**Exercise description**
I would like the records restated word for word, without the pictures.

**Data shown**
┄┄┄┄┄┄

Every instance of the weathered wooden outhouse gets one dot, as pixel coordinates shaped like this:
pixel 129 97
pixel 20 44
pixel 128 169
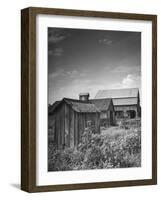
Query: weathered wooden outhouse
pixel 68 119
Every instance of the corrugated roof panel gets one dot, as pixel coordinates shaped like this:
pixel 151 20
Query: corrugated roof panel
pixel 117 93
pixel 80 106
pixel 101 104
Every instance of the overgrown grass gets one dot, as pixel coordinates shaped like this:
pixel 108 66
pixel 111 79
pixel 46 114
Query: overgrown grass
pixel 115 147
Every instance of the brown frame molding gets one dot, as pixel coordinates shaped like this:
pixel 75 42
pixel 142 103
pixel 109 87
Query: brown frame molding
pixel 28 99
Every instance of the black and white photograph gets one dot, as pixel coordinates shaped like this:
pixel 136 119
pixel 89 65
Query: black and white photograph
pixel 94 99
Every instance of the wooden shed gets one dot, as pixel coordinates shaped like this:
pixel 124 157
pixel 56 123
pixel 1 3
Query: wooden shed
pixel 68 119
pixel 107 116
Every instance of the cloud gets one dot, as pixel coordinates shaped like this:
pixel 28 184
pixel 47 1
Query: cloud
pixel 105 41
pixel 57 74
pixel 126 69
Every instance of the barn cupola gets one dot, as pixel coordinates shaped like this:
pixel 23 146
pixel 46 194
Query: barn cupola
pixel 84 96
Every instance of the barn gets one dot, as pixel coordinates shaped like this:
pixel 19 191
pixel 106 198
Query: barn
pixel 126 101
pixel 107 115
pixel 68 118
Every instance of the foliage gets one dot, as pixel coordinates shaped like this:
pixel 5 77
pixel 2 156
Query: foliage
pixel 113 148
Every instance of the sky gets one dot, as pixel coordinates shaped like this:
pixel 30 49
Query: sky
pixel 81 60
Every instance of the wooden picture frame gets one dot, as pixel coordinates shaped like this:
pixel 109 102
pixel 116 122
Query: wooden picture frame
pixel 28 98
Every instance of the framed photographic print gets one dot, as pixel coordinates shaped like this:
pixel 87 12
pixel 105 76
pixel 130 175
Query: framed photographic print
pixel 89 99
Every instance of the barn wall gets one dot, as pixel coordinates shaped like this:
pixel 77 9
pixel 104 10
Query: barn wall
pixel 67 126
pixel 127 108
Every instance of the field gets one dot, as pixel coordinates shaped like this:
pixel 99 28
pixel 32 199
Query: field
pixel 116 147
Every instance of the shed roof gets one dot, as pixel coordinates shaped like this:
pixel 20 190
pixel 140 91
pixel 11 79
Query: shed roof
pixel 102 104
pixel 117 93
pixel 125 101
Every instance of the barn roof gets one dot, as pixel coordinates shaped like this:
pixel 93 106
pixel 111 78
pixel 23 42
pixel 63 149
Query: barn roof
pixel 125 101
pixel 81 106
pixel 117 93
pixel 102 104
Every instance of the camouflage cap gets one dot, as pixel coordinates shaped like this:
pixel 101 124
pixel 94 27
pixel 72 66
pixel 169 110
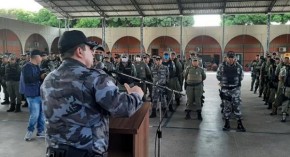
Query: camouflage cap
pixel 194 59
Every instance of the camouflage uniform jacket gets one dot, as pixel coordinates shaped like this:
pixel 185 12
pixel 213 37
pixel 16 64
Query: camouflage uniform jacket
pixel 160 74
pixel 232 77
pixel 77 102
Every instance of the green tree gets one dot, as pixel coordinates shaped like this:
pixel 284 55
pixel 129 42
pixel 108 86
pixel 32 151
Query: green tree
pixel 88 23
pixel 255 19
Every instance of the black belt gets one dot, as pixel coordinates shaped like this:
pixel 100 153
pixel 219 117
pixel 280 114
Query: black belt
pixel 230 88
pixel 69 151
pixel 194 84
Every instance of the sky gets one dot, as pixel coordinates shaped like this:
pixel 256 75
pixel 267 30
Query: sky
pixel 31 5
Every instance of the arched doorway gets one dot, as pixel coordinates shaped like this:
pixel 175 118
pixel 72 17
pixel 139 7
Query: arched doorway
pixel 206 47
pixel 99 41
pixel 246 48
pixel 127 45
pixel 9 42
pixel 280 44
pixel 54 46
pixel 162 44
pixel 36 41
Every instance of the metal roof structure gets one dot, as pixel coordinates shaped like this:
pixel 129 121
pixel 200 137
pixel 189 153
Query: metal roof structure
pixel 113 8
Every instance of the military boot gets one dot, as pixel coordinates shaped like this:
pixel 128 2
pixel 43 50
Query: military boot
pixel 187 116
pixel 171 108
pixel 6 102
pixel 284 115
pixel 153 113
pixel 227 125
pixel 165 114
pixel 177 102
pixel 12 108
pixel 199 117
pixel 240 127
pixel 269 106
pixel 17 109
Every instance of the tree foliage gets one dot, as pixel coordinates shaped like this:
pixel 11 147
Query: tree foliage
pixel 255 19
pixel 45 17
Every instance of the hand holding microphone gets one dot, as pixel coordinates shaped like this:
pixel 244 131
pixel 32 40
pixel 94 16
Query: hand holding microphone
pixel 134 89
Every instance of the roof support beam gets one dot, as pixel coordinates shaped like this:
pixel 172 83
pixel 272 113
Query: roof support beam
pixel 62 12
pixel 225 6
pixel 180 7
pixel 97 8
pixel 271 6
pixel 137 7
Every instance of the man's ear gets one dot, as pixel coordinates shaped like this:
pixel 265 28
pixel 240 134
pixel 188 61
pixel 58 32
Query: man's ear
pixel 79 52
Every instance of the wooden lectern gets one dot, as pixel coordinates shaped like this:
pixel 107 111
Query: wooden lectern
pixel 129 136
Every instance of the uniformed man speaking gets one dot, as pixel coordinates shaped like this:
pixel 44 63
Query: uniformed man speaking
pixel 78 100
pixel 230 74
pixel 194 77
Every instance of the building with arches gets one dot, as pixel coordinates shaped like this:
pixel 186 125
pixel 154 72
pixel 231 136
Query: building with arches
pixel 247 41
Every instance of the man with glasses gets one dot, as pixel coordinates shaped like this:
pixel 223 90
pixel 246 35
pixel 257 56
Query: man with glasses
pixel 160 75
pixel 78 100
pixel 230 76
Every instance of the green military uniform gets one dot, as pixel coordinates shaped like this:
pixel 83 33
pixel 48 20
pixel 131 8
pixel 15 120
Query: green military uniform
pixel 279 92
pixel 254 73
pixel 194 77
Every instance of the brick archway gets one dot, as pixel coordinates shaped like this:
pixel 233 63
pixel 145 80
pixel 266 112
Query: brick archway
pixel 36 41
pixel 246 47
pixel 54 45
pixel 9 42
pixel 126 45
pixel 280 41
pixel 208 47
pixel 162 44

┄┄┄┄┄┄

**Result**
Every instance of the weathered wooden outhouse gets one dot, as pixel coordinates shaped like this:
pixel 129 97
pixel 20 44
pixel 128 169
Query: weathered wooden outhouse
pixel 68 119
Every instance of the corrugated roof panel gets one dot, as pixel coordinates shaped like this:
pixel 151 20
Query: corrugated roof panel
pixel 117 93
pixel 80 106
pixel 101 104
Every instance of the overgrown grass gets one dot, as pixel coordinates shaped like this:
pixel 108 66
pixel 111 79
pixel 46 114
Query: overgrown grass
pixel 115 147
Every instance of the brown frame molding gets one dot, as pixel coordinates shaped like this:
pixel 75 42
pixel 142 103
pixel 109 87
Query: brown frame molding
pixel 28 99
Every instance of the black and white photograph gets one dot, as pixel coordinates shaped like this:
pixel 136 119
pixel 89 65
Query: black and white photograph
pixel 94 99
Every instance of the wooden shed gets one dot, as pixel coordinates shaped like this:
pixel 124 157
pixel 56 123
pixel 1 3
Query: wooden shed
pixel 68 119
pixel 107 116
Every instance of the cloud gets one dot, as pixel coordinates shaped like this:
pixel 28 184
pixel 47 1
Query: cloud
pixel 105 41
pixel 57 74
pixel 126 69
Every instance of the barn cupola gets one dot, as pixel coordinates shaped like this:
pixel 23 146
pixel 46 194
Query: barn cupola
pixel 84 96
Every instance of the barn gets one dot, as pixel coordinates shaped like this:
pixel 19 191
pixel 106 198
Query: barn
pixel 126 101
pixel 107 115
pixel 68 118
Every instance of the foliage gets one dot, as pixel coordinates shaped like this:
pixel 5 77
pixel 2 156
Query: foliage
pixel 113 148
Every instance of the sky gets one dot, as pixel coordinates shaped like this:
pixel 30 49
Query: sky
pixel 81 60
Every instance of the wooden picture frame gets one dot, as pixel coordinates shaped like this:
pixel 109 102
pixel 116 122
Query: wooden picture frame
pixel 28 98
Every instance of the framed photographic print gets one dot, as pixel coordinates shaped like this:
pixel 87 12
pixel 105 76
pixel 130 175
Query: framed photographic print
pixel 89 99
Every instance of the barn wall gets one dot, as pixel coordinates shaped like this:
pixel 77 9
pixel 104 10
Query: barn wall
pixel 67 126
pixel 127 108
Every instance of the field gets one dot, as pixel coordinates shaped like this:
pixel 99 28
pixel 32 199
Query: field
pixel 116 147
Every instance of the shed roof gets one dot, as pixel coordinates shaped like this:
pixel 20 190
pixel 140 91
pixel 11 79
Query: shed roof
pixel 102 104
pixel 117 93
pixel 125 101
Every instance of the barn roof gets one dot, as pixel coordinates shaped like this:
pixel 93 106
pixel 111 78
pixel 23 42
pixel 63 149
Query: barn roof
pixel 125 101
pixel 81 106
pixel 117 93
pixel 102 104
Every instance of the camouflage cap gets one dot, as pixel coordinates shaped like this:
pixel 101 124
pixel 94 27
pixel 72 66
pixel 169 110
Query: camouflage cap
pixel 194 59
Every instance of the camouflage uniform jacket gets one dot, as pixel coordinates shaped like this:
pixel 185 12
pixel 213 37
pixel 16 64
Query: camouflage uniform jacket
pixel 160 74
pixel 232 77
pixel 77 102
Every instance of the green tree gets one dot, as pixel coordinates shaped like this:
pixel 284 55
pixel 129 42
pixel 108 86
pixel 32 151
Query: green tree
pixel 88 23
pixel 255 19
Every instance of the black belt gets one dot, as pixel coordinates shaped like this:
pixel 100 153
pixel 219 117
pixel 280 114
Query: black belt
pixel 230 88
pixel 69 151
pixel 194 84
Every instance of the sky gets one dot, as pixel coordinates shaped like this:
pixel 256 75
pixel 267 30
Query: sky
pixel 31 5
Every instance of the arched doorway gets one dot, as pixel coordinates shaped like this:
pixel 175 118
pixel 72 17
pixel 139 7
Query: arched doorway
pixel 206 47
pixel 99 41
pixel 246 48
pixel 127 45
pixel 9 42
pixel 280 44
pixel 54 46
pixel 162 44
pixel 36 41
Every instance of the metal roof structure gets one dot, as pixel coordinates shaped like this:
pixel 129 121
pixel 200 137
pixel 189 153
Query: metal roof structure
pixel 113 8
Every instance of the military boot gets one dot, as pixel coordinates shaped like this:
pixel 128 2
pixel 43 50
Query: military boot
pixel 187 116
pixel 171 108
pixel 6 102
pixel 284 115
pixel 153 113
pixel 227 125
pixel 165 114
pixel 177 102
pixel 12 108
pixel 199 117
pixel 240 127
pixel 269 106
pixel 17 109
Every instance of the tree foliage gets one dot, as pixel coordinates shaped like this:
pixel 11 147
Query: tree foliage
pixel 255 19
pixel 45 17
Every instance of the hand holding microphone gets one dot, as pixel coordinates shaped like this:
pixel 244 131
pixel 32 40
pixel 94 16
Query: hand holding microphone
pixel 134 89
Every instance of the roof support beam gets one dot, as pixel coordinates shaped like this:
pixel 172 83
pixel 272 113
Query: roof support beam
pixel 62 12
pixel 225 6
pixel 180 7
pixel 97 8
pixel 271 6
pixel 137 7
Every instance of the man's ear gets one dot, as pixel coordinates shaped like this:
pixel 265 28
pixel 240 134
pixel 188 61
pixel 58 32
Query: man's ear
pixel 79 52
Every instance of the wooden lectern gets one dot, as pixel coordinates shaped like this:
pixel 107 111
Query: wooden lectern
pixel 129 136
Every instance of the uniformed man speaking gets one dot, as pixel coordinates shaped like this:
pixel 44 63
Query: uniformed man speaking
pixel 78 100
pixel 230 74
pixel 194 77
Every instance of the building with arches gets one dot, as pixel coordinates shaped like this:
pixel 186 125
pixel 154 72
pixel 231 136
Query: building with arches
pixel 247 41
Every instance of the man with glasses gets one dot, as pixel coordinates shaped like this:
pixel 223 90
pixel 246 35
pixel 257 56
Query: man with glasses
pixel 160 75
pixel 78 100
pixel 230 76
Every instance of the green military uniform gets one dot, as pixel coordinates shaped like this:
pixel 83 33
pixel 48 20
pixel 131 8
pixel 15 120
Query: green military uniform
pixel 279 92
pixel 254 73
pixel 194 77
Every instance of the brick archway gets one dot, as pixel coordinates shaped like this:
pixel 233 63
pixel 145 80
pixel 266 112
Query: brick archway
pixel 36 41
pixel 246 47
pixel 54 45
pixel 9 42
pixel 126 45
pixel 280 41
pixel 208 47
pixel 162 44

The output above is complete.